* **Extract**:
Among arm amputees who experienced phantom pain, patients who experienced the most pain maintained a stronger representation of the missing hand in the brain, according to recent study results published in Nature Communications.
“Almost all people who have lost a limb have some sensation that it is still there, and it’s thought that around 80% of amputees experience some level of pain associated with the missing limb. For some the pain is so great it is hugely debilitating,” Tamar Makin, PhD, of the Centre for Functional Magnetic Resonance Imaging of the Brain at Oxford University, stated in a news release.
Using MRI imaging to study how phantom limb pain felt by individuals who have had an arm amputated is related to changes in the brain, Makin and colleagues compared MRI data for 18 amputees with differing levels of phantom pain with a control group of 22 adults with two intact limbs. To see how the missing hand is represented in the brain, participants were asked to move the fingers of the phantom limb while in the MRI scanner.
Overall, the researchers found that the brains of the amputees maintained its representation of the missing hand, and those feeling the greatest phantom pain retained the strongest representation of the missing hand. Compared with the non-amputees, amputees with stronger phantom limb pain had less structural degeneration in the area of the brain representing the missing limb following its loss, according to study results. However, there was evidence that connections to other parts of the brain were disrupted.

* **Set of tasks**:
1 > According to the article, how many amputees did the researchers compare with the control group?
2 > Write out everything in the article from "Using MRI imaging" down to "the MRI scanner.", substituting "comparison group" for "control group".

* **Recorded data**:
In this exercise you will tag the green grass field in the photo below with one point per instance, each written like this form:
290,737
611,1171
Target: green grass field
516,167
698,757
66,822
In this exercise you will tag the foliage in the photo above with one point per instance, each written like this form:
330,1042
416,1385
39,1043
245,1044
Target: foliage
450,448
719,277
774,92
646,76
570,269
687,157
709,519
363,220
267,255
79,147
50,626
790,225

* **Results for the exercise**:
1 > 18 amputees

2 >
Using MRI imaging to study how phantom limb pain felt by individuals who have had an arm amputated is related to changes in the brain, Makin and colleagues compared MRI data for 18 amputees with differing levels of phantom pain with a comparison group of 22 adults with two intact limbs. To see how the missing hand is represented in the brain, participants were asked to move the fingers of the phantom limb while in the MRI scanner.